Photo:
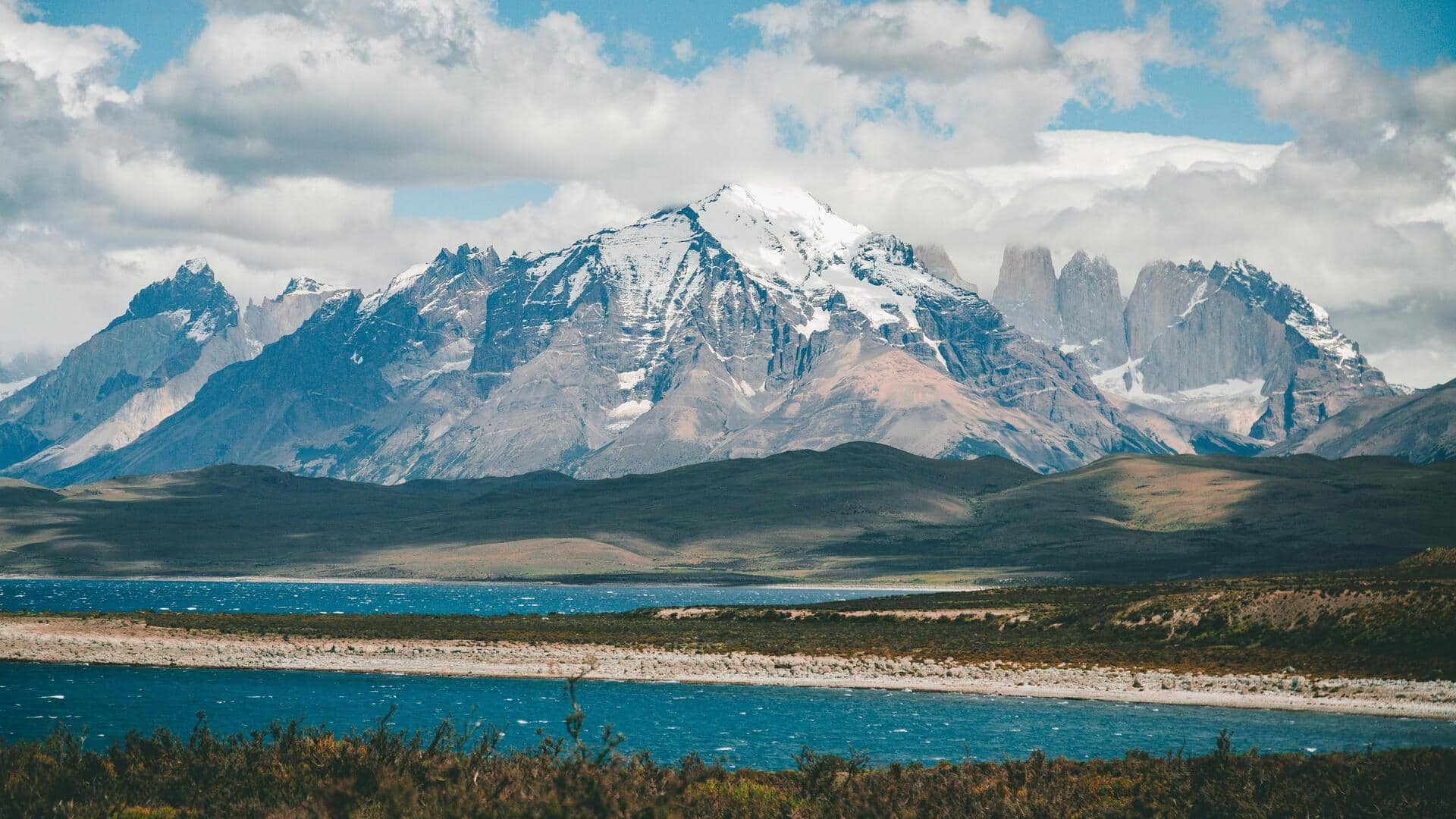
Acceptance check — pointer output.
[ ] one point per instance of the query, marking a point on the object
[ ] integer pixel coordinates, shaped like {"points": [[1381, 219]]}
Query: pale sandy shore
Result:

-.-.-

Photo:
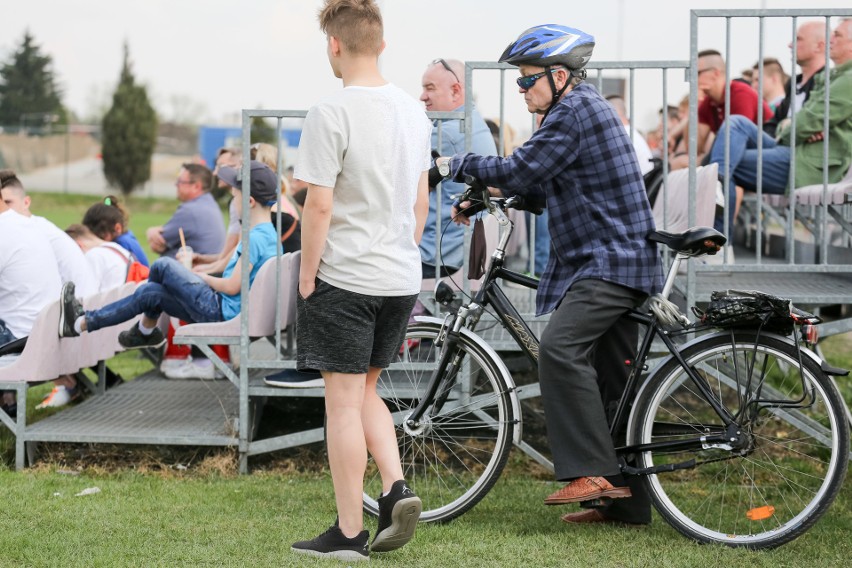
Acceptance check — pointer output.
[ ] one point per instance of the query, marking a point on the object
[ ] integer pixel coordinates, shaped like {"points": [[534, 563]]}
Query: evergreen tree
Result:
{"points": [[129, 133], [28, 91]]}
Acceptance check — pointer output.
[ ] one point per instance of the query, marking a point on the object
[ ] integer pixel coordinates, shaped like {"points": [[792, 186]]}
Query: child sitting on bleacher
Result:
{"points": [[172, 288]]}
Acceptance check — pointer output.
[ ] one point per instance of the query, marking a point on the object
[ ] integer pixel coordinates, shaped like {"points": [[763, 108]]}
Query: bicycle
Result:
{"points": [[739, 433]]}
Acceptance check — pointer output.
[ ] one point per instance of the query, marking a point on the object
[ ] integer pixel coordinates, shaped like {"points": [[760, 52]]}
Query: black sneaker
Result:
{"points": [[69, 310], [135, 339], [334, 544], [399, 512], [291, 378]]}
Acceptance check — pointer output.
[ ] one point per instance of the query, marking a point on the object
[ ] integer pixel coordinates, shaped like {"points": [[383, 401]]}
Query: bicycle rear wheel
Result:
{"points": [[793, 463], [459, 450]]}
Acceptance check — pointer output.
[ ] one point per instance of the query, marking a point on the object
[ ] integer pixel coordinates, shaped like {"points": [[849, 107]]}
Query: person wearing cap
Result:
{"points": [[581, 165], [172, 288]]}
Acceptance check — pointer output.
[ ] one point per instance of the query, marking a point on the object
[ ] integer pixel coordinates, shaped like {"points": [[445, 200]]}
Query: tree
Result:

-.-.-

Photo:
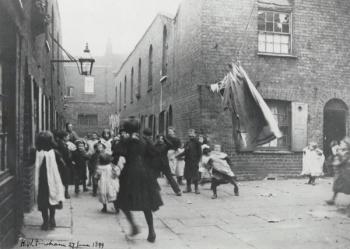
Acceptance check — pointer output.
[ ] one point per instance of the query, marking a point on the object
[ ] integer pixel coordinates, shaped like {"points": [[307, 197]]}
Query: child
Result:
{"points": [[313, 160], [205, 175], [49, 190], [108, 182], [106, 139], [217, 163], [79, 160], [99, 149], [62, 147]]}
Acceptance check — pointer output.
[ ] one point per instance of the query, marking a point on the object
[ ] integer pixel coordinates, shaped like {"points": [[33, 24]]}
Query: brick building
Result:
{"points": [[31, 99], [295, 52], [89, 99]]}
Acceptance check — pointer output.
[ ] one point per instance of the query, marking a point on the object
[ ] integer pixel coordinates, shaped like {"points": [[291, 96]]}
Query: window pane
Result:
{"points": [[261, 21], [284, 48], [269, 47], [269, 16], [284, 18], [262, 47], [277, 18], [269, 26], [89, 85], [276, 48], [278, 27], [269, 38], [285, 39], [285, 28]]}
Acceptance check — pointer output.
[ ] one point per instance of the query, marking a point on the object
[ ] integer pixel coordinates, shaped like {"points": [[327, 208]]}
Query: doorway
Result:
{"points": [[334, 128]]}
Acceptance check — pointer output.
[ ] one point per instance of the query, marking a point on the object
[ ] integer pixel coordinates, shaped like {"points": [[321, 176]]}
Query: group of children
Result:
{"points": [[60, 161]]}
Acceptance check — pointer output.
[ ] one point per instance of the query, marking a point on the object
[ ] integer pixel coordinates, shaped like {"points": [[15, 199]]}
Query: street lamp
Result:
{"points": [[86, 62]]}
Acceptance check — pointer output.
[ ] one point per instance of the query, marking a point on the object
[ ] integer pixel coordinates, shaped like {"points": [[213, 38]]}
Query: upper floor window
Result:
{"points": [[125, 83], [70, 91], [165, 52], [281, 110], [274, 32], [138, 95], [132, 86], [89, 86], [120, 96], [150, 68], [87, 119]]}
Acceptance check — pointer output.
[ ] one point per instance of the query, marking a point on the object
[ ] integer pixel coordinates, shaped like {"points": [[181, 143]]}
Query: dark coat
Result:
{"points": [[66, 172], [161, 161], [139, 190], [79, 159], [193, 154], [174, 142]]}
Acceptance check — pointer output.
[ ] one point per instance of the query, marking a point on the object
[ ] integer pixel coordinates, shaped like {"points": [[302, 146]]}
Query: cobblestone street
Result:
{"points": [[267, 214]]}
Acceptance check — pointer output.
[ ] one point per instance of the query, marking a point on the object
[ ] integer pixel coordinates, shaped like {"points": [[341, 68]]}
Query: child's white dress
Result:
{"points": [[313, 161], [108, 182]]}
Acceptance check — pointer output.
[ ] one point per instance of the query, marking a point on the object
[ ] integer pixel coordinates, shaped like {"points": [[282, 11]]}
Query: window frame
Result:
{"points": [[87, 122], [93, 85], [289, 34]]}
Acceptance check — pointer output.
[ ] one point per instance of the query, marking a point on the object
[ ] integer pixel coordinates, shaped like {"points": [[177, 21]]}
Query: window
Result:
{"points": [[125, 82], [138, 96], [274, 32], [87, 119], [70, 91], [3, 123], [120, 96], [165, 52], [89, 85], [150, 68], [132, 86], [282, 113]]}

-.-.-

→ Task to complete
Tally the lines in the listing above that contain the string "window", counting only matches with the same uppercase and lowercase letters, and reply with the number alone.

→ Result for this exercise
4